Exercise task 1
In the forum post about Node, how long does the poster calculate it would take to serve 5000 three-second requests that need exclusive disk access?

━━━ Excerpt provided ━━━

Hello,I have not been able to see the following points addressed in all the online material I have read to date on Node, and so, hope to be enlightened by some very smart and knowledegable folks here that I presume would be reading this.
1. Since I/O happens asynchronously in worker threads, it is possible for a single Node process to quickly/efficiently accept 1000s of incoming requests compared to something like Apache. But, surely, the outgoing responses for each of those requests will take their own time, won't it?
For example, if an isolated and primarily an I/O bound request takes, say, 3 seconds to get serviced (with no other load on the system), then if concurrently hit with 5000 such requests, won't Node take a lot of time to service them all, fully?
If this 3-second task happens to involve exclusive access to the disk, then it would take 5000 x 3 sec = 15000 seconds, or over 4 hours of wait to see the response for the last request coming out of the Node app. In such scenarios, would it be correct to claim that a single-process Node configuration can 'handle' 1000s of requests per second (granted, a thread-server like Apache would do a lot worse with 5000 threads) when all that Node may be doing is simply putting the requests 'on hold' till they get fully serviced instead of rejecting them outrightly on initial their arrival itself? I'm asking this because as I'm reading up on Node, I'm often hearing how Node can address the C10K problem without any co-mention of any specific application setups or any specific application types that Node can or cannot handle... other than the broad, CPU- vs I/O-bound type of application classification.
2. What about the context switching overhead of the workers in the worker-thread pool? If C10K requests hit a Node-based application, won't the workers in the worker-thread pool end up context-switching just as much as the user threads in the thread pool of a regular, threaded-server (like Apache)...?
because, all that would have happened in Node's event thread would be a quick request-parsing and request-routing, with the remainder (or, the bulk) of the processing still happening in the worker thread? That is, does it really matter (as far as minimization of thread context-switching is concerned) whether a request/response is handled from start to finish in a single thread (in the manner of threaded-server like Apache), or whether it happens transparently in a Node-managed worker thread with only minimal work (of request parsing and routing) subtracted from it? Ignore here the simpler, single-threaded user model of coding that comes with an evented server like Node.

━━━

Exercise task 2
From the records, reproduce word for word the stretch from the line containing "segment(query) provides the" through the line containing "170 136 L 169". Leave the pictures out of your answer.

━━━ Records for this task ━━━

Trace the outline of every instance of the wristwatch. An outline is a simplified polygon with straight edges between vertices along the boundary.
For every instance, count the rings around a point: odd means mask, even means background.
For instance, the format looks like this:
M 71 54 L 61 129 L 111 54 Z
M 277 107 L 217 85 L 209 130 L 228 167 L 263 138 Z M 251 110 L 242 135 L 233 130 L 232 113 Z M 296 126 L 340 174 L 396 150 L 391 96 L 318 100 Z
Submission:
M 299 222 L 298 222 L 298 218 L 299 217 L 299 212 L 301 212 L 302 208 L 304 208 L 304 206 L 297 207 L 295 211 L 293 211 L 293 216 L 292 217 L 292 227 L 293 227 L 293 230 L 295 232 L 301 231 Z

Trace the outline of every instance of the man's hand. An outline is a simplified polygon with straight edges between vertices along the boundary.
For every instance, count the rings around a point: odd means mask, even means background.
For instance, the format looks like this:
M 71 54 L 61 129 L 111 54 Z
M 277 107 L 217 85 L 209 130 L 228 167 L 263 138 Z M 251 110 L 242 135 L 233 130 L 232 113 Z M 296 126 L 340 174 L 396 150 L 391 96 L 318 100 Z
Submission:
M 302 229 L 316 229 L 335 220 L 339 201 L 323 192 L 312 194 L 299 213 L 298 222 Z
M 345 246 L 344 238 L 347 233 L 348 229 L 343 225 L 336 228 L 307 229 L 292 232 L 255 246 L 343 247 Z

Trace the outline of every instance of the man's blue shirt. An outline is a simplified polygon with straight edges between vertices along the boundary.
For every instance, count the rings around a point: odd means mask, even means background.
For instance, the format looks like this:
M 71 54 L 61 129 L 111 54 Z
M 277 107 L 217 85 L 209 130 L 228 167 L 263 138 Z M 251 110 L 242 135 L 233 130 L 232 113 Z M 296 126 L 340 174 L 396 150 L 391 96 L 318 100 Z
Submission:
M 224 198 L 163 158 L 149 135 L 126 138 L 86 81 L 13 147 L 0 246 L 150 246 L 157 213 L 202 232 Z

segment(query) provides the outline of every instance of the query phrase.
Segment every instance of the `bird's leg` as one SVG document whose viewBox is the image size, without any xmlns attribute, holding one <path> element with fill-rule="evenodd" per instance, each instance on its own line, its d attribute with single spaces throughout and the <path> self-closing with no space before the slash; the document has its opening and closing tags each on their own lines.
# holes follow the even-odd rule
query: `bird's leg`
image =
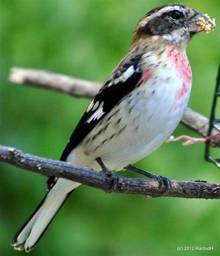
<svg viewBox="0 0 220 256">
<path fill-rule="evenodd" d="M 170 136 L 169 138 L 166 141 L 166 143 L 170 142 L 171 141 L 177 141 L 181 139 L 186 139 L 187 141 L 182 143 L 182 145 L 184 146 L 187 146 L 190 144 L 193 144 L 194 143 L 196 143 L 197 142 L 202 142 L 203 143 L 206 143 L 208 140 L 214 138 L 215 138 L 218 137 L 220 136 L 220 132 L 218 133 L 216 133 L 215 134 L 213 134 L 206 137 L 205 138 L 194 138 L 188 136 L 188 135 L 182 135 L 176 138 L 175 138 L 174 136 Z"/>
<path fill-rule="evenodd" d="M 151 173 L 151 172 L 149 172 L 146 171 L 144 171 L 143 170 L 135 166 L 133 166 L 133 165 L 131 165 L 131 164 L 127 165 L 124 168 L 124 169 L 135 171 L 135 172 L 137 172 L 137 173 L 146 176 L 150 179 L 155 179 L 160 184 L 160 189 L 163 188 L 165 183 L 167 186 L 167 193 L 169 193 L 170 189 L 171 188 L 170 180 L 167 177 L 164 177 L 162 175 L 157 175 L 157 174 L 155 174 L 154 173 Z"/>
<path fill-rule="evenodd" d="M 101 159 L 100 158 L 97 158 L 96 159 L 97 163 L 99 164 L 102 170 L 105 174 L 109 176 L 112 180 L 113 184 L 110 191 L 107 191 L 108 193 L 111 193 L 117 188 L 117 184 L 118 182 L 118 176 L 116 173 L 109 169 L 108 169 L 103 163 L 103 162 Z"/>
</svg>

━━━

Final result 1
5000 x 3 sec = 15000 seconds, or over 4 hours.

Final result 2
segment(query) provides the outline of every instance of the query phrase.
Segment every instance of the `bird's leg` as one SVG document whose viewBox is the image size, without any xmlns attribute, holding one <path> element with fill-rule="evenodd" per instance, each instance on its own line, its d attribute with single spaces throughout and the <path> self-closing with no space before the slash; the document has its opening and closing tags each on their own lines.
# holes follow the even-odd rule
query: `bird's leg`
image =
<svg viewBox="0 0 220 256">
<path fill-rule="evenodd" d="M 170 136 L 169 138 L 166 141 L 166 143 L 170 142 L 171 141 L 177 141 L 181 139 L 186 139 L 187 141 L 182 143 L 182 145 L 184 146 L 187 146 L 190 144 L 193 144 L 194 143 L 196 143 L 197 142 L 202 142 L 203 143 L 206 143 L 208 140 L 214 138 L 215 138 L 218 137 L 220 136 L 220 132 L 218 133 L 216 133 L 215 134 L 213 134 L 206 137 L 205 138 L 194 138 L 188 136 L 188 135 L 182 135 L 176 138 L 175 138 L 174 136 Z"/>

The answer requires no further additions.